▶ **Trecho da página**
---------------
The New York Times/ Maputo, Moçambique - Bebendo água com gás num bairro nobre de Maputo, capital de Moçambique, Mia Couto, indiscutivelmente o escritor mais conhecido da África de língua portuguesa, recostou-se para contar a história do dia em que as palavras lhe faltaram.
Corria o ano de 1972 e ele fora convocado para formalizar a sua ligação clandestina à guerrilha que lutava desde 1964 pela independência de Moçambique contra Portugal. Ele tinha 17 anos.
“Havia talvez trinta pessoas naquela sala”, disse ele. “Eu era o único branco”. Cada pessoa foi chamada a contar uma narrativa, sua “história de sofrimento”, perante um comitê revolucionário de três homens de aparência severa que representavam a Frente de Libertação de Moçambique, ou Frelimo. Se as histórias fossem sofridas o bastante, o comitê receberia os homens no círculo da revolução.
Sob um retrato de Samora Machel, líder exilado do movimento, Couto entrou em pânico. Ele sabia de seu privilégio, disse. Que sofrimento tinha a oferecer? Ele traçou um plano. Declararia que sofrera porque vira o sofrimento dos outros. Mas, quando chamado, descobriu que não conseguia falar.
Sua crescente reputação como poeta o salvou: a revolução precisa de seus poemas, ele disse ter ouvido.
Incapaz de se narrar na história de Moçambique naquele dia, Couto vem escrevendo sobre o país desde então, como que para expiar aquele pecado original. Sua vida foi tecida na história da nação e ele se tornou o principal cronista dos anti-heróis de Moçambique: suas mulheres, seus camponeses e até seus mortos.
Enquanto suas personagens lidam com violência, isolamento e modernidade em cantos distantes do país, as linhas da realidade podem se confundir, muitas vezes por meio de explicações mágicas e sobrenaturais extraídas do folclore, da bruxaria e da religião.
Como disse Yussuf Adam, acadêmico que conheceu Couto na década de 1970: “Mia é um criador de mundos”.
Pela sua obra, Couto foi finalista do Man Booker International Prize e ganhou o prêmio Camões, um dos mais importantes prêmios literários da língua portuguesa, entre muitos outros. Seu livro mais recente, um romance intitulado O Bebedor de Horizontes, é o último capítulo de uma trilogia sobre o colonialismo em Moçambique e será publicado em inglês na terça-feira, pela editora Farrar, Straus & Giroux.
Os pais de Couto emigraram de Portugal para Moçambique em 1953 para escapar do regime fascista de António Salazar. Ele nasceu dois anos depois, na Beira, vila construída num estuário do Oceano Índico, e foi criado num apartamento que ficava em cima de uma loja de armas.
Crescer na Beira, então conhecida como cidade conservadora com rígidas divisões raciais, foi uma experiência formativa: “Ainda estou a nascer lá”, disse Couto, que também fala outras duas línguas moçambicanas, sena e changana (mal, destacou).
Portugal se tornou uma terra de imaginação, um país que só existia em histórias, disse Couto.
---------------
▶ **Tarefa do exercício A**
Redigite o trecho sobre Mia Couto entre "Sua crescente reputação" e "e da religião.", inclusive.
▶ **Tarefa do exercício B**
Indique se cada afirmação concorda com o trecho sobre Mia Couto, respondendo sim ou não e citando as palavras decisivas do trecho: (i) Couto tinha 17 anos quando foi convocado a formalizar sua ligação com a guerrilha; (ii) os pais de Couto emigraram para Moçambique em 1955; (iii) Couto ganhou o Man Booker International Prize.
As linhas de dados não têm relação com o trecho.
---------------
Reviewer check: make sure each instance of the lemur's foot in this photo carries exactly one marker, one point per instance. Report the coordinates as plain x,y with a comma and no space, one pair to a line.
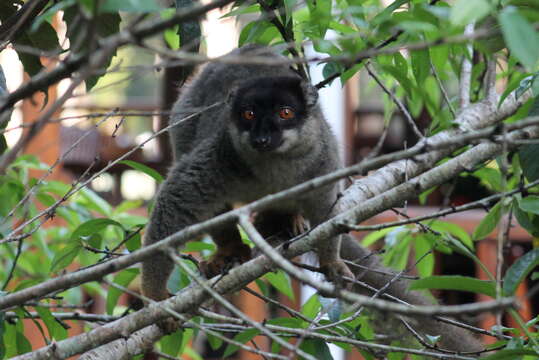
224,259
336,271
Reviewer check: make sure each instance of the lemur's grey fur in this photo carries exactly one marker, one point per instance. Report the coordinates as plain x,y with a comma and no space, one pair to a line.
216,165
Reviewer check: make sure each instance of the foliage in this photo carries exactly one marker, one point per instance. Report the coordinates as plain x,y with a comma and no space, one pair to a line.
88,230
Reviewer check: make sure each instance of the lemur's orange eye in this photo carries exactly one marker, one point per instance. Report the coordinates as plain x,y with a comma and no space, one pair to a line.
286,113
248,115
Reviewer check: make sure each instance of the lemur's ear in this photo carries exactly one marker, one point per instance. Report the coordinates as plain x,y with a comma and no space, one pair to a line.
231,95
310,93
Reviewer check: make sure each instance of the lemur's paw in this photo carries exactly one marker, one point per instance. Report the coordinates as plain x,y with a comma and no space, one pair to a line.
223,261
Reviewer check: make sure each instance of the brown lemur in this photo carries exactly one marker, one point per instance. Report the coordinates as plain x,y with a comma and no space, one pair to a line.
269,135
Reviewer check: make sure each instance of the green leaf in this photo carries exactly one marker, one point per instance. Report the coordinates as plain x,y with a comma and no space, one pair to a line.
260,32
320,12
455,282
466,11
530,204
318,348
523,218
420,65
242,337
145,169
520,36
453,229
2,331
114,6
56,331
311,307
172,343
489,222
528,161
134,242
281,282
215,342
123,279
519,270
66,255
426,265
492,178
93,226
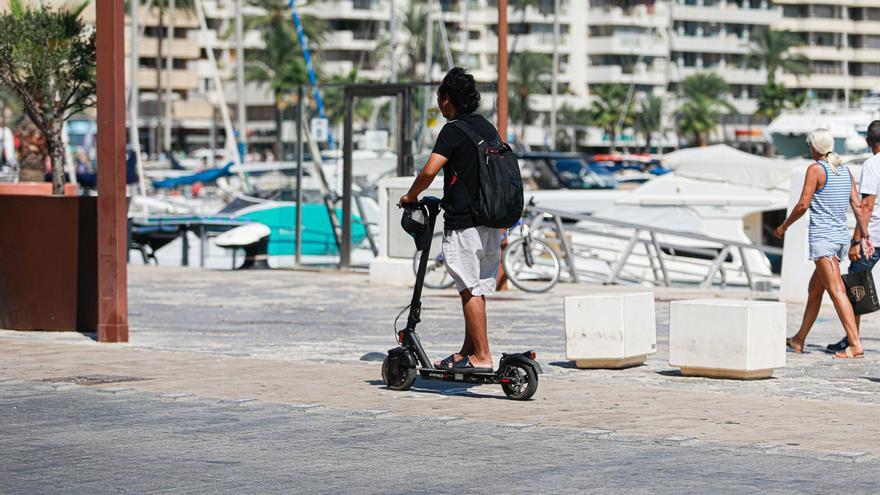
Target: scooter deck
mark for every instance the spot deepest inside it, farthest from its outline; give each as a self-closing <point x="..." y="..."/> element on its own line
<point x="451" y="376"/>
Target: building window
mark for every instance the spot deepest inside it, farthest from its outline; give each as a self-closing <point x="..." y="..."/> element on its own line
<point x="824" y="39"/>
<point x="825" y="12"/>
<point x="796" y="11"/>
<point x="826" y="67"/>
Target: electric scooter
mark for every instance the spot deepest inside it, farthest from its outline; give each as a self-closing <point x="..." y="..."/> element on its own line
<point x="516" y="373"/>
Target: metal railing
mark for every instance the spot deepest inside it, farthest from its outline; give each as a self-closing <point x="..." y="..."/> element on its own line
<point x="659" y="253"/>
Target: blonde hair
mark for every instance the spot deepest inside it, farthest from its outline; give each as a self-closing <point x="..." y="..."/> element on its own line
<point x="821" y="141"/>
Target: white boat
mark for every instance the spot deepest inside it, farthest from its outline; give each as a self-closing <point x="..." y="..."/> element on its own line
<point x="715" y="191"/>
<point x="788" y="132"/>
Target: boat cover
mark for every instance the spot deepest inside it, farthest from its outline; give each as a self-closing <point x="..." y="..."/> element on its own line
<point x="721" y="163"/>
<point x="208" y="175"/>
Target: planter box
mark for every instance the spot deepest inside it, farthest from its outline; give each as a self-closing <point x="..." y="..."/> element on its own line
<point x="33" y="189"/>
<point x="727" y="339"/>
<point x="48" y="263"/>
<point x="610" y="331"/>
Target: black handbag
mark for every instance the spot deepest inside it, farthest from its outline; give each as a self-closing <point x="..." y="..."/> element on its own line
<point x="861" y="292"/>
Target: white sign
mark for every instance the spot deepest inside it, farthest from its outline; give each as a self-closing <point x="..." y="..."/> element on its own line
<point x="320" y="129"/>
<point x="376" y="140"/>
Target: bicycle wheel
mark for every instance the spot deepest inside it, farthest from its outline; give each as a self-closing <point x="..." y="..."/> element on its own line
<point x="534" y="271"/>
<point x="436" y="276"/>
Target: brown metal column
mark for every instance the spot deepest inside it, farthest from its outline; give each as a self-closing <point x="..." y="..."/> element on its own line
<point x="502" y="69"/>
<point x="112" y="207"/>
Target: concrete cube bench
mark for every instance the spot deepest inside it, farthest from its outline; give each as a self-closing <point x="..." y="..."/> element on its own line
<point x="727" y="339"/>
<point x="611" y="330"/>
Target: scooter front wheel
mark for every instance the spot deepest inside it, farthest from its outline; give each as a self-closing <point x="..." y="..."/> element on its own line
<point x="396" y="374"/>
<point x="519" y="381"/>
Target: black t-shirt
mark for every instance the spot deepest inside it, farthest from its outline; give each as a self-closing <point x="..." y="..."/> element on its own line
<point x="460" y="172"/>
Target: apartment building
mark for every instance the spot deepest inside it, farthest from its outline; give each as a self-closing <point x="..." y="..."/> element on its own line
<point x="841" y="38"/>
<point x="650" y="44"/>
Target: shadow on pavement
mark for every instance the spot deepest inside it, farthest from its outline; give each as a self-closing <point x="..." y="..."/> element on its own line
<point x="445" y="388"/>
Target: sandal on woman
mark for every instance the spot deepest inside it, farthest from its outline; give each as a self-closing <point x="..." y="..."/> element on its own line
<point x="848" y="353"/>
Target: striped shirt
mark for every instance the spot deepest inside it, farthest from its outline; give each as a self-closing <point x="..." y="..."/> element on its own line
<point x="829" y="205"/>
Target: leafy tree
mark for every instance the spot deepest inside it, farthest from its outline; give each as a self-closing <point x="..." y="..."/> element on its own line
<point x="649" y="118"/>
<point x="528" y="71"/>
<point x="772" y="49"/>
<point x="47" y="57"/>
<point x="278" y="64"/>
<point x="608" y="109"/>
<point x="706" y="101"/>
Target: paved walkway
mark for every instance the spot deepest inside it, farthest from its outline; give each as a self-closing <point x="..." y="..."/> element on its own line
<point x="81" y="440"/>
<point x="205" y="343"/>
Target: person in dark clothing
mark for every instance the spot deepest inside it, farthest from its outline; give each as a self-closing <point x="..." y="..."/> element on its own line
<point x="472" y="252"/>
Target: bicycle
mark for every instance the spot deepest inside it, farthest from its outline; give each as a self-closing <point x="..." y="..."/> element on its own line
<point x="531" y="264"/>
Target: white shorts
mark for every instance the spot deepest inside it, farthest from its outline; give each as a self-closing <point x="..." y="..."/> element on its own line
<point x="472" y="257"/>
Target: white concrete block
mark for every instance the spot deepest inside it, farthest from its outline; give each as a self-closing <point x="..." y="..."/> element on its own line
<point x="727" y="339"/>
<point x="392" y="271"/>
<point x="610" y="331"/>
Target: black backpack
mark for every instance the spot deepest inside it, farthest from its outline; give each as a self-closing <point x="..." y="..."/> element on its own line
<point x="499" y="202"/>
---------------
▶ **Resposta correta A**
Sua crescente reputação como poeta o salvou: a revolução precisa de seus poemas, ele disse ter ouvido.
Incapaz de se narrar na história de Moçambique naquele dia, Couto vem escrevendo sobre o país desde então, como que para expiar aquele pecado original. Sua vida foi tecida na história da nação e ele se tornou o principal cronista dos anti-heróis de Moçambique: suas mulheres, seus camponeses e até seus mortos.
Enquanto suas personagens lidam com violência, isolamento e modernidade em cantos distantes do país, as linhas da realidade podem se confundir, muitas vezes por meio de explicações mágicas e sobrenaturais extraídas do folclore, da bruxaria e da religião.

▶ **Resposta correta B**
(i) Sim: "Ele tinha 17 anos."
(ii) Não: "Os pais de Couto emigraram de Portugal para Moçambique em 1953"
(iii) Não: "Couto foi finalista do Man Booker International Prize"